— start Quoted passage —
On 11/18/22 11:40, Dheeraj Kumar via dev wrote:
> Problem Statement:
> Before OVS 2.12 the OVS-DPDK datapath transmitted processed rx packet batches
> directly to the wanted tx queues. In OVS 2.12 each PMD stores the processed
> packets in an intermediate buffer per output port and flushes these output
> buffers in a separate step. This buffering was introduced to allow better
> batching of packets for transmit.
> 
> The current implementation of the function that flushes the output buffers
> performs a full scan overall output ports, even if only one single packet
> was buffered for a single output port. In systems with hundreds of ports
> this can take a long time and degrades OVS-DPDK performance significantly.
— end Quoted passage —
— start Data provided —
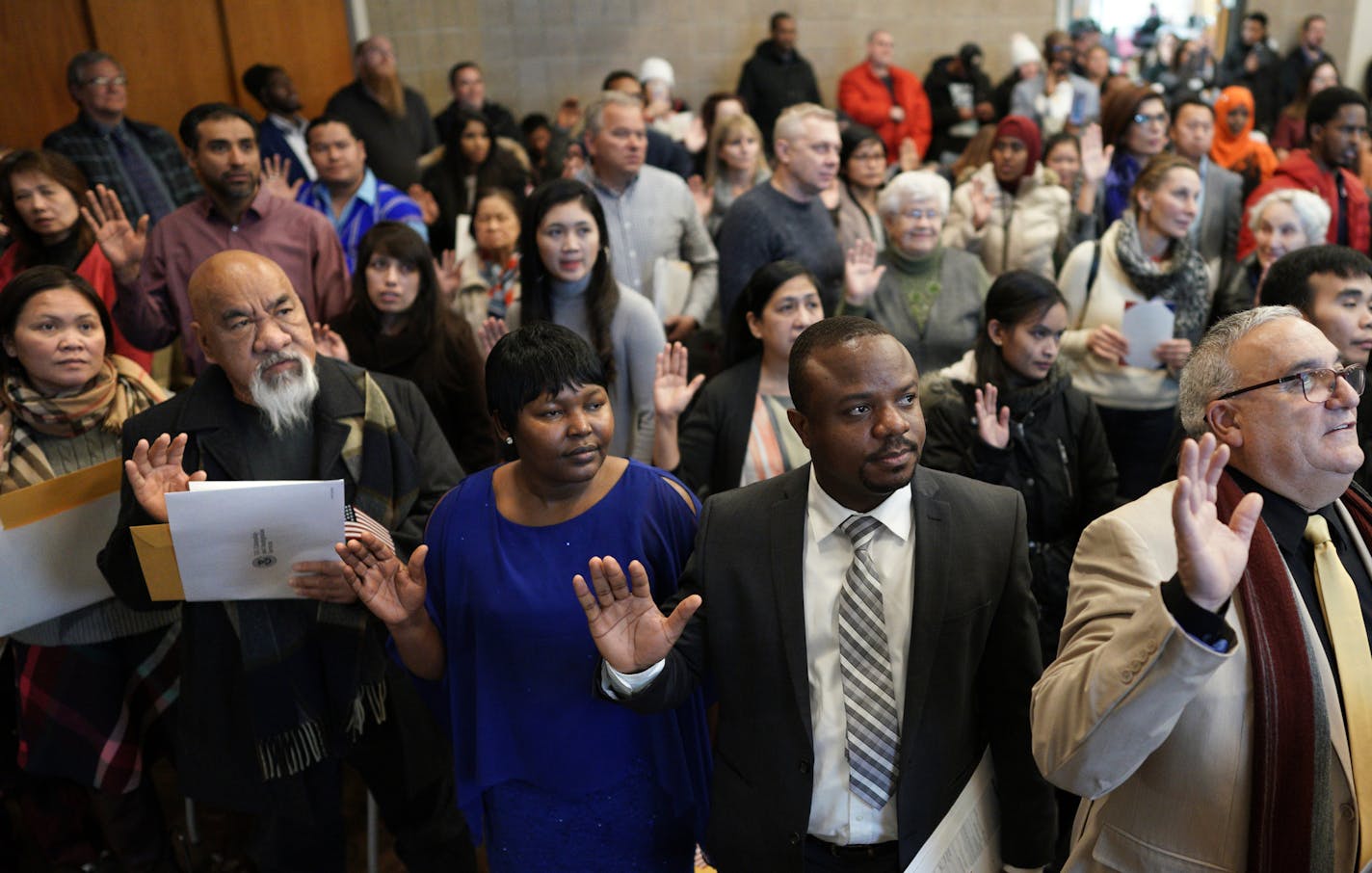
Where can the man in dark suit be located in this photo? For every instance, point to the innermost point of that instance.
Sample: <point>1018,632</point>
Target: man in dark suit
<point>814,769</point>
— end Data provided —
Actions to take:
1. Please rewrite the OVS-DPDK problem statement from "On 11/18/22 11:40, Dheeraj" up to and including "OVS-DPDK performance significantly.", replacing "flushes" with "drains".
2. Summarize the OVS-DPDK problem statement in two sentences.

Solutions:
1.
On 11/18/22 11:40, Dheeraj Kumar via dev wrote:
> Problem Statement:
> Before OVS 2.12 the OVS-DPDK datapath transmitted processed rx packet batches
> directly to the wanted tx queues. In OVS 2.12 each PMD stores the processed
> packets in an intermediate buffer per output port and drains these output
> buffers in a separate step. This buffering was introduced to allow better
> batching of packets for transmit.
> 
> The current implementation of the function that drains the output buffers
> performs a full scan overall output ports, even if only one single packet
> was buffered for a single output port. In systems with hundreds of ports
> this can take a long time and degrades OVS-DPDK performance significantly.

2. Starting with OVS 2.12, each PMD in the OVS-DPDK datapath stores processed packets in an intermediate buffer per output port and flushes these buffers in a separate step, rather than transmitting rx batches directly to the tx queues. The flush function scans all output ports even when only one packet was buffered for a single port, which can take a long time in systems with hundreds of ports and significantly degrades OVS-DPDK performance.